DATA SHOWN:
● ● ● ● ● ● ●

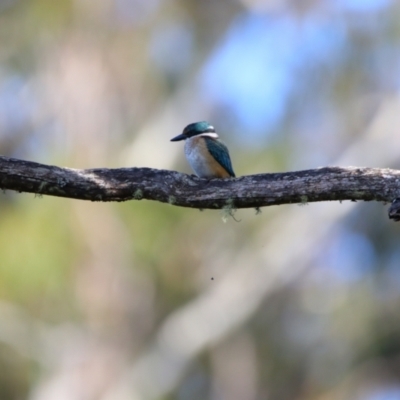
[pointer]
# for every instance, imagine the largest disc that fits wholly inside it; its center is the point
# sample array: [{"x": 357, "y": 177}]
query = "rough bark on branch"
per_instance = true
[{"x": 121, "y": 184}]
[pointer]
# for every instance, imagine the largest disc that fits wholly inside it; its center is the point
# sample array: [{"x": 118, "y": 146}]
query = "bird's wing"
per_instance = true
[{"x": 220, "y": 152}]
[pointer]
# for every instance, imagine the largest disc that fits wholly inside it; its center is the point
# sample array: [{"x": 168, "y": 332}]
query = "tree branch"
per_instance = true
[{"x": 252, "y": 191}]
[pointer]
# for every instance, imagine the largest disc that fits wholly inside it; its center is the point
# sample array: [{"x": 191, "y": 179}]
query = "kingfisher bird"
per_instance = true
[{"x": 208, "y": 156}]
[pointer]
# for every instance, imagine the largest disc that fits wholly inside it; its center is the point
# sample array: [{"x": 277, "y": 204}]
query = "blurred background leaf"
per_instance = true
[{"x": 146, "y": 301}]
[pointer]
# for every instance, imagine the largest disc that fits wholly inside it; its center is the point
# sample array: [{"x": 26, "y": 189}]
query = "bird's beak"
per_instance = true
[{"x": 179, "y": 137}]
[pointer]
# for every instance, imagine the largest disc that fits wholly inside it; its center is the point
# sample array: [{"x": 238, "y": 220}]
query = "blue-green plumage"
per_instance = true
[
  {"x": 221, "y": 153},
  {"x": 208, "y": 157}
]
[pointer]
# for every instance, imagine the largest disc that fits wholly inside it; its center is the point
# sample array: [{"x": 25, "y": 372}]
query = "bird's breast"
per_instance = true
[{"x": 202, "y": 162}]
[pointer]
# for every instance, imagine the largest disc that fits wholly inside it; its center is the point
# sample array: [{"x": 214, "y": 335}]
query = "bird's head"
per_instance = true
[{"x": 201, "y": 128}]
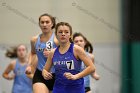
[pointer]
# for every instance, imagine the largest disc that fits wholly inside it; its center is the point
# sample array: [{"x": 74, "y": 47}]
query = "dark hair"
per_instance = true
[
  {"x": 88, "y": 46},
  {"x": 12, "y": 52},
  {"x": 51, "y": 17},
  {"x": 64, "y": 24}
]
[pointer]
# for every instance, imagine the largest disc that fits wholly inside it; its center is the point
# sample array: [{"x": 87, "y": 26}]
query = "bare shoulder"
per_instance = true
[
  {"x": 91, "y": 56},
  {"x": 56, "y": 41},
  {"x": 78, "y": 52},
  {"x": 12, "y": 64},
  {"x": 52, "y": 52},
  {"x": 34, "y": 38},
  {"x": 78, "y": 49}
]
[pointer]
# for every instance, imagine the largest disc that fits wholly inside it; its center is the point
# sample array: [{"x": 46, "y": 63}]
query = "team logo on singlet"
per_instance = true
[
  {"x": 49, "y": 46},
  {"x": 69, "y": 64}
]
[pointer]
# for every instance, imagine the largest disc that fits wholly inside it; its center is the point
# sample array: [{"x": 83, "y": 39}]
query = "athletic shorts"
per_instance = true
[
  {"x": 87, "y": 89},
  {"x": 38, "y": 78}
]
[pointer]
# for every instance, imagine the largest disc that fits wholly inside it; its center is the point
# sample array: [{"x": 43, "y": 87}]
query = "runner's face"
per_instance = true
[
  {"x": 21, "y": 51},
  {"x": 45, "y": 24},
  {"x": 63, "y": 34},
  {"x": 79, "y": 40}
]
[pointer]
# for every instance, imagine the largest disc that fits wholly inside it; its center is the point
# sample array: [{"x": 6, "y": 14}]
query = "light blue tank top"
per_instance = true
[
  {"x": 40, "y": 46},
  {"x": 86, "y": 78},
  {"x": 66, "y": 63},
  {"x": 22, "y": 84}
]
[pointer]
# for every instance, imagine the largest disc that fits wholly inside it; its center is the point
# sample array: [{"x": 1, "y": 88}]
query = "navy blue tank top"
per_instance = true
[
  {"x": 66, "y": 63},
  {"x": 40, "y": 46}
]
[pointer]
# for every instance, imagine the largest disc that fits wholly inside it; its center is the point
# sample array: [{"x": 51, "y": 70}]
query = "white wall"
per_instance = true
[{"x": 98, "y": 20}]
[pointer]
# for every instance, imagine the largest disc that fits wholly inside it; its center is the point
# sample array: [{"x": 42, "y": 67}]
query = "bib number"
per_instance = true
[{"x": 70, "y": 65}]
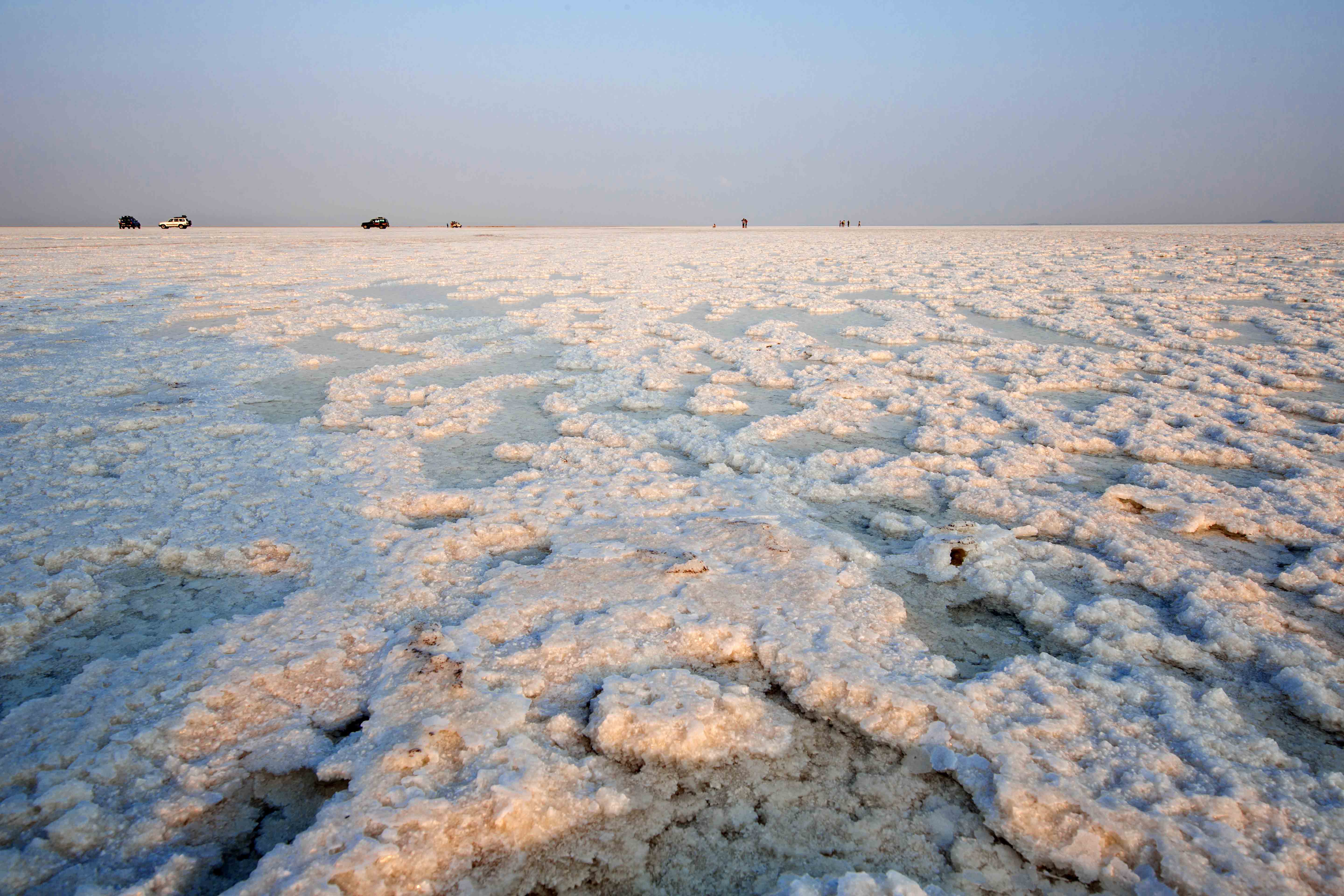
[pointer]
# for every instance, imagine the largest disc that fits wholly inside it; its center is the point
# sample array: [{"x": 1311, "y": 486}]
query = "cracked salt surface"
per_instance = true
[{"x": 935, "y": 561}]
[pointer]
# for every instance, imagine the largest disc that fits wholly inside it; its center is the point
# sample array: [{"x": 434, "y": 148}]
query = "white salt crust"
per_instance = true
[{"x": 795, "y": 562}]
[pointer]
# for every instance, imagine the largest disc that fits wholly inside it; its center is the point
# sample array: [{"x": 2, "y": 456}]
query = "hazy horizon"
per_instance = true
[{"x": 638, "y": 115}]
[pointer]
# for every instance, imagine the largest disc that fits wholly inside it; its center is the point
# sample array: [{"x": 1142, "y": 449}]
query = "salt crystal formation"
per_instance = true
[{"x": 672, "y": 562}]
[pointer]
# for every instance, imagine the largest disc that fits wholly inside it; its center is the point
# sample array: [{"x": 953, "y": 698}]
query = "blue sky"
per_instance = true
[{"x": 677, "y": 113}]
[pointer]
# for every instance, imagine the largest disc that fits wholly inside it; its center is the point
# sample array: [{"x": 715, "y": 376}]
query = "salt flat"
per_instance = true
[{"x": 672, "y": 561}]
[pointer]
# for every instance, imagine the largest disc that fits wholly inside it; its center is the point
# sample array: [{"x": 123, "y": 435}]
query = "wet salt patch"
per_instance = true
[
  {"x": 1326, "y": 390},
  {"x": 1084, "y": 399},
  {"x": 525, "y": 362},
  {"x": 1026, "y": 332},
  {"x": 467, "y": 460},
  {"x": 1249, "y": 334},
  {"x": 824, "y": 328},
  {"x": 886, "y": 434},
  {"x": 445, "y": 301},
  {"x": 140, "y": 610}
]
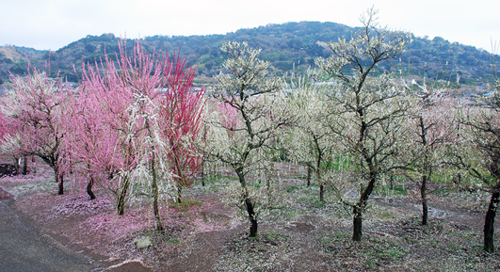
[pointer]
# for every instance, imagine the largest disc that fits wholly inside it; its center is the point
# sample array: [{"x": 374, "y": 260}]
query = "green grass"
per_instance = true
[{"x": 185, "y": 205}]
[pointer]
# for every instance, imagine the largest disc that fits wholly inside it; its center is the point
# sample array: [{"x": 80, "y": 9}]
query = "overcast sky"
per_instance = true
[{"x": 52, "y": 24}]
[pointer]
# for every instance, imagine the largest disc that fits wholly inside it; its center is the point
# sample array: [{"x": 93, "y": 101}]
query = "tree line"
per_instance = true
[{"x": 135, "y": 127}]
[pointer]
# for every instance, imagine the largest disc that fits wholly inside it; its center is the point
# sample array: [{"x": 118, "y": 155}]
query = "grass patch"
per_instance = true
[{"x": 185, "y": 205}]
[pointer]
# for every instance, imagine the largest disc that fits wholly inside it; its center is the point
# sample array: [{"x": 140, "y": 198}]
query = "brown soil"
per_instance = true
[{"x": 310, "y": 237}]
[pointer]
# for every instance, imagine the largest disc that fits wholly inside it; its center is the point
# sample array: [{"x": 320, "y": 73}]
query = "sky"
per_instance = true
[{"x": 52, "y": 24}]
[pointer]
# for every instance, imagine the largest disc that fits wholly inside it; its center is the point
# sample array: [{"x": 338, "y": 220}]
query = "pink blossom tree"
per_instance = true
[
  {"x": 180, "y": 112},
  {"x": 34, "y": 110},
  {"x": 138, "y": 121}
]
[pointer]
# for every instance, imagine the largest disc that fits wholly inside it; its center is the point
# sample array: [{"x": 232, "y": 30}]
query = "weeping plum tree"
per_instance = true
[
  {"x": 138, "y": 121},
  {"x": 367, "y": 110},
  {"x": 248, "y": 102},
  {"x": 35, "y": 110}
]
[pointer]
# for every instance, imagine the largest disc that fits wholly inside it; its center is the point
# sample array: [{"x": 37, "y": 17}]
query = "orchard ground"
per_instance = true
[{"x": 204, "y": 234}]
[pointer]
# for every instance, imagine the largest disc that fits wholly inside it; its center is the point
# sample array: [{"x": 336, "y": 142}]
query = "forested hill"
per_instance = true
[{"x": 288, "y": 46}]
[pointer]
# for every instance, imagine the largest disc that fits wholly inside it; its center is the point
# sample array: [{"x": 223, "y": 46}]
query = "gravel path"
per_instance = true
[{"x": 24, "y": 248}]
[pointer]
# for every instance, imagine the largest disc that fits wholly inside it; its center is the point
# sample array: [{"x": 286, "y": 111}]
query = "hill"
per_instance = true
[{"x": 289, "y": 46}]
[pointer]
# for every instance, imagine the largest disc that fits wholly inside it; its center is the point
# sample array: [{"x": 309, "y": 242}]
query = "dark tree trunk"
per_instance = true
[
  {"x": 357, "y": 229},
  {"x": 89, "y": 189},
  {"x": 154, "y": 188},
  {"x": 359, "y": 209},
  {"x": 25, "y": 166},
  {"x": 248, "y": 203},
  {"x": 489, "y": 223},
  {"x": 308, "y": 175},
  {"x": 423, "y": 193},
  {"x": 203, "y": 173},
  {"x": 179, "y": 193},
  {"x": 251, "y": 216},
  {"x": 60, "y": 182},
  {"x": 321, "y": 191},
  {"x": 121, "y": 197}
]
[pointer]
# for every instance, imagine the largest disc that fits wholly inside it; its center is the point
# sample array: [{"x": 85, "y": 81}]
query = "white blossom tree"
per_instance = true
[
  {"x": 251, "y": 110},
  {"x": 309, "y": 142},
  {"x": 478, "y": 152},
  {"x": 368, "y": 110}
]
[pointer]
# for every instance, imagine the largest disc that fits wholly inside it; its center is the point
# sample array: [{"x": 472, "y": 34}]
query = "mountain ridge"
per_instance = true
[{"x": 288, "y": 46}]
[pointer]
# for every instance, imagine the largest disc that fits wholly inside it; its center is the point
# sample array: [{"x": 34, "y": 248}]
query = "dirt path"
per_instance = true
[
  {"x": 23, "y": 247},
  {"x": 473, "y": 219}
]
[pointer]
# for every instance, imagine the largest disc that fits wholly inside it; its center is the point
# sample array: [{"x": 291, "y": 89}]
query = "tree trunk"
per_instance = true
[
  {"x": 179, "y": 192},
  {"x": 203, "y": 173},
  {"x": 321, "y": 192},
  {"x": 489, "y": 223},
  {"x": 308, "y": 175},
  {"x": 154, "y": 188},
  {"x": 248, "y": 203},
  {"x": 360, "y": 207},
  {"x": 121, "y": 197},
  {"x": 251, "y": 216},
  {"x": 321, "y": 185},
  {"x": 25, "y": 166},
  {"x": 357, "y": 230},
  {"x": 89, "y": 189},
  {"x": 59, "y": 181},
  {"x": 423, "y": 193}
]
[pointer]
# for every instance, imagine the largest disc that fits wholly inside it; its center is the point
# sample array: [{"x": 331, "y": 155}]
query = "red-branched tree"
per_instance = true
[
  {"x": 139, "y": 113},
  {"x": 180, "y": 116}
]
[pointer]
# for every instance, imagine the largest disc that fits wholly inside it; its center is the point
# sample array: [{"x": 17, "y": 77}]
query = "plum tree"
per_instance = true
[
  {"x": 367, "y": 112},
  {"x": 35, "y": 110},
  {"x": 248, "y": 102}
]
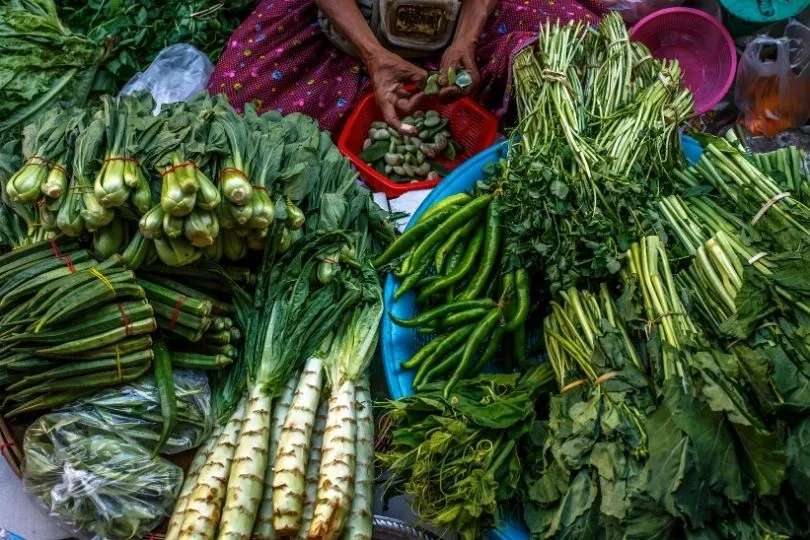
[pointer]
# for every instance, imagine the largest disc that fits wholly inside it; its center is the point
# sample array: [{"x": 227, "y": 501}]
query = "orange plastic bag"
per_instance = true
[{"x": 773, "y": 80}]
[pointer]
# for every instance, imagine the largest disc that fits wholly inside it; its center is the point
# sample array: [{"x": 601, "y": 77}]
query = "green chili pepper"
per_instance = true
[
  {"x": 442, "y": 311},
  {"x": 459, "y": 219},
  {"x": 451, "y": 202},
  {"x": 482, "y": 330},
  {"x": 489, "y": 353},
  {"x": 448, "y": 342},
  {"x": 442, "y": 367},
  {"x": 521, "y": 310},
  {"x": 165, "y": 384},
  {"x": 449, "y": 245},
  {"x": 464, "y": 267},
  {"x": 422, "y": 353},
  {"x": 411, "y": 236},
  {"x": 491, "y": 247}
]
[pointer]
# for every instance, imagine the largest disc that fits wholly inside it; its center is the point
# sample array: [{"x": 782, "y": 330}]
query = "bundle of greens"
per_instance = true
[
  {"x": 69, "y": 325},
  {"x": 457, "y": 457},
  {"x": 584, "y": 473},
  {"x": 71, "y": 50},
  {"x": 450, "y": 258},
  {"x": 41, "y": 61},
  {"x": 134, "y": 412},
  {"x": 598, "y": 140},
  {"x": 96, "y": 478},
  {"x": 136, "y": 33}
]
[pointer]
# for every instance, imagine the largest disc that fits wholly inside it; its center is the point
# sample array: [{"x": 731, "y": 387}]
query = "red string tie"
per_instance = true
[{"x": 176, "y": 313}]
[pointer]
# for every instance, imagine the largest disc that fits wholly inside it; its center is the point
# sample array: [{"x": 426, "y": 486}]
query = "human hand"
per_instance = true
[
  {"x": 460, "y": 54},
  {"x": 393, "y": 77}
]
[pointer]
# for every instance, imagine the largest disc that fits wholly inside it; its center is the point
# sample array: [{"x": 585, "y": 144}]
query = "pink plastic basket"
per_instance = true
[{"x": 700, "y": 43}]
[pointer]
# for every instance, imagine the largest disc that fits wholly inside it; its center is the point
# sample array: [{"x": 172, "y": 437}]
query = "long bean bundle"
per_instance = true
[{"x": 70, "y": 326}]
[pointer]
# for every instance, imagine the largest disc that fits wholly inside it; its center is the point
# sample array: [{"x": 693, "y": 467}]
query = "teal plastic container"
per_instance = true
[
  {"x": 399, "y": 344},
  {"x": 744, "y": 17}
]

● ● ● ● ● ● ●

TASK INSTRUCTIONS: Show, from the listing above, every line holding the word "blue".

EXERCISE RESULT:
query = "blue-green plumage"
query = "light blue tank top"
query = "navy blue tank top"
query = "blue sky"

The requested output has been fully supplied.